TASK INPUTS:
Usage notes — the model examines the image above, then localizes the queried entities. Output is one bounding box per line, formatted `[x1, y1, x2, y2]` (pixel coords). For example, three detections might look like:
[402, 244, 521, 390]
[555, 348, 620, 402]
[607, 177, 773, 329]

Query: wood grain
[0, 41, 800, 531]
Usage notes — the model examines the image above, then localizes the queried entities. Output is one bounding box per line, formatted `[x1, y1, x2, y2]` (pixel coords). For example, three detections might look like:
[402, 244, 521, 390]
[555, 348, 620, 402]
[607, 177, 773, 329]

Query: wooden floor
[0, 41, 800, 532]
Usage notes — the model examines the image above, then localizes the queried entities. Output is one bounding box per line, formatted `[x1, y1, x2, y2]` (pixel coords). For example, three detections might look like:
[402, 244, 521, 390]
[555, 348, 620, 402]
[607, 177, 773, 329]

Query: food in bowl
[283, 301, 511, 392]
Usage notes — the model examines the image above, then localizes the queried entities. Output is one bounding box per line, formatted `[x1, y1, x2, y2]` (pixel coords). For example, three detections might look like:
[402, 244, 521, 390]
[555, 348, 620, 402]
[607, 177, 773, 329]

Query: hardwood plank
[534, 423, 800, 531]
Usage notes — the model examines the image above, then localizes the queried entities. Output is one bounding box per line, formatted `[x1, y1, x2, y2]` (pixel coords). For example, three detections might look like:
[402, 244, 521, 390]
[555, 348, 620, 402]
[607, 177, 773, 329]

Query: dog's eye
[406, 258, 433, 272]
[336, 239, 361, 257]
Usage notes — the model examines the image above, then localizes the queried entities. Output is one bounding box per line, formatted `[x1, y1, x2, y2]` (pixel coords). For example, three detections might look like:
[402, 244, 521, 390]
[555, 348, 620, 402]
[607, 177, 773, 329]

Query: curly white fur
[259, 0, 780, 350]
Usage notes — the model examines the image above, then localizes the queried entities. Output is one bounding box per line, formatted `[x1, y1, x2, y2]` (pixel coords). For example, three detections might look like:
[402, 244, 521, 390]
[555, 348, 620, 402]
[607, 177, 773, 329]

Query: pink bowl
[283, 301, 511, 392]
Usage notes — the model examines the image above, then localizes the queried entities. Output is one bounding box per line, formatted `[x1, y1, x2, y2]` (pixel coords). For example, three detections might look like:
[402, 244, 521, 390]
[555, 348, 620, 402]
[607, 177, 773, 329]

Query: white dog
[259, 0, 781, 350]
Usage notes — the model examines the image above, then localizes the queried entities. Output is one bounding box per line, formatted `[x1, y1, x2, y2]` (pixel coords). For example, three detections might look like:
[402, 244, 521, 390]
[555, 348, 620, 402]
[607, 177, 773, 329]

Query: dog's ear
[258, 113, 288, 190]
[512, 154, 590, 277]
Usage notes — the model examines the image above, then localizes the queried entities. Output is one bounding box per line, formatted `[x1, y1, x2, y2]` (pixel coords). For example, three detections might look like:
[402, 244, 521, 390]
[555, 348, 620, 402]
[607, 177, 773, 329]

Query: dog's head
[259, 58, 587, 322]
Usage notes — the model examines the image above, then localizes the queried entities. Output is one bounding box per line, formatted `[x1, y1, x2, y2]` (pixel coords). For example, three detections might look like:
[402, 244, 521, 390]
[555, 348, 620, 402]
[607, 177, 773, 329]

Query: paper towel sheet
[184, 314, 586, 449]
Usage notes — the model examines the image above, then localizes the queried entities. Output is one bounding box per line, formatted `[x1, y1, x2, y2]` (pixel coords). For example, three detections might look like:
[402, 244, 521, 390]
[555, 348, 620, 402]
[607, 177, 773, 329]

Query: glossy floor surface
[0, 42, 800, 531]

TASK INSTRUCTIONS:
Please recast all of the material above as a Markdown table with two columns, Row and Line. Put each non-blank line in its own numbered row and leave out the blank lines.

FINAL RESULT:
| Row | Line |
|---|---|
| 1 | Usage notes — the model examines the image above, then localizes the queried entities. Output is one bounding box per line, formatted `[x1, y1, x2, y2]` (pixel coords). For example, three detections might look like: |
| 2 | [402, 244, 521, 390] |
| 3 | [555, 348, 620, 402] |
| 4 | [607, 177, 773, 329] |
| 5 | Query: wood grain |
| 6 | [0, 41, 800, 531] |
| 7 | Usage notes — the model examines the image above, then localizes the queried entities. Output is one bounding box per line, formatted `[x1, y1, x2, y2]` (pixel coords). For example, three detections might look like: |
| 8 | [402, 244, 521, 390] |
| 9 | [555, 348, 620, 402] |
| 10 | [607, 177, 773, 329] |
| 11 | Query: wooden floor |
| 12 | [0, 41, 800, 532] |
| 13 | Usage notes — the model examines the image above, then localizes the queried entities. Output is one bounding box per line, formatted `[x1, y1, x2, y2]` (pixel coords). For example, three detections might look like: |
| 14 | [402, 244, 521, 390] |
| 15 | [555, 348, 620, 402] |
| 16 | [607, 177, 773, 329] |
| 17 | Query: food in bowl |
| 18 | [283, 301, 511, 392] |
| 19 | Usage notes — the model examines the image above, then localizes the queried entities. Output is one bounding box per line, formatted `[x1, y1, x2, y2]` (pixel coords). For example, three detections might look like: |
| 20 | [402, 244, 521, 390] |
| 21 | [555, 348, 620, 402] |
| 22 | [607, 177, 773, 329] |
| 23 | Query: hardwood plank |
| 24 | [534, 423, 800, 531] |
| 25 | Usage notes — the model examines the image above, then localizes the queried entities. Output is one bounding box per line, formatted `[x1, y1, x2, y2]` (pixel coords). For example, three detections might look like: |
| 26 | [402, 244, 521, 390] |
| 27 | [555, 348, 620, 402] |
| 28 | [607, 177, 773, 329] |
| 29 | Query: dog's eye |
| 30 | [406, 258, 433, 272] |
| 31 | [336, 239, 361, 257] |
| 32 | Usage notes — the model examines the image above, then localizes the queried entities. Output is one bounding box per line, formatted `[x1, y1, x2, y2]` (pixel coords). For example, three detections might look like: |
| 33 | [402, 244, 521, 390] |
| 34 | [555, 348, 620, 402] |
| 35 | [607, 177, 773, 329] |
| 36 | Query: curly white fur |
| 37 | [259, 0, 780, 350] |
| 38 | Usage notes — the model examines the image above, then localizes the queried entities. Output is one bounding box per line, formatted `[x1, y1, x2, y2]` (pixel coords). For example, three detections might look like: |
| 39 | [402, 244, 521, 390] |
| 40 | [555, 348, 620, 402] |
| 41 | [607, 177, 773, 329] |
| 42 | Query: pink bowl |
| 43 | [283, 301, 511, 392] |
| 44 | Usage notes — the model examines the image above, then localizes the queried entities. Output is one bounding box per line, formatted `[x1, y1, x2, y2]` (pixel coords). For example, three detections might look like: |
| 45 | [402, 244, 521, 390] |
| 46 | [555, 348, 620, 402] |
| 47 | [607, 177, 773, 329] |
| 48 | Query: white dog |
| 49 | [259, 0, 781, 350] |
| 50 | Usage notes — the model examines the image above, then localizes the queried entities. Output is one bounding box per line, formatted `[x1, y1, x2, y2]` (pixel coords). For example, three detections might look like: |
| 51 | [402, 244, 521, 390] |
| 52 | [555, 348, 620, 402] |
| 53 | [607, 177, 773, 329] |
| 54 | Query: dog's ear |
| 55 | [258, 113, 288, 190] |
| 56 | [512, 154, 590, 277] |
| 57 | Usage notes — the model examines the image above, then localizes the queried entities. Output is one bounding box per line, formatted `[x1, y1, x2, y2]` (pixel coords). For example, three detections might look like: |
| 58 | [402, 244, 521, 390] |
| 59 | [555, 348, 620, 402] |
| 60 | [607, 177, 773, 329] |
| 61 | Query: dog's head |
| 62 | [259, 58, 587, 322] |
| 63 | Usage notes — the model examines the image above, then localizes the queried entities. Output is one bounding box per line, formatted `[x1, y1, x2, y2]` (pixel coords). For example, three detections might look like: |
| 64 | [402, 244, 521, 390] |
| 65 | [555, 348, 620, 402] |
| 66 | [607, 177, 773, 329] |
| 67 | Query: paper towel sheet |
| 68 | [184, 314, 586, 449] |
| 69 | Usage notes — the model examines the image above, then localizes the queried entities. Output is one bounding box per line, formatted `[x1, y1, x2, y2]` (pixel coords). For example, three detections might look like: |
| 70 | [402, 244, 521, 390] |
| 71 | [555, 348, 620, 402] |
| 72 | [607, 177, 773, 329] |
| 73 | Query: glossy floor surface |
| 74 | [0, 42, 800, 531] |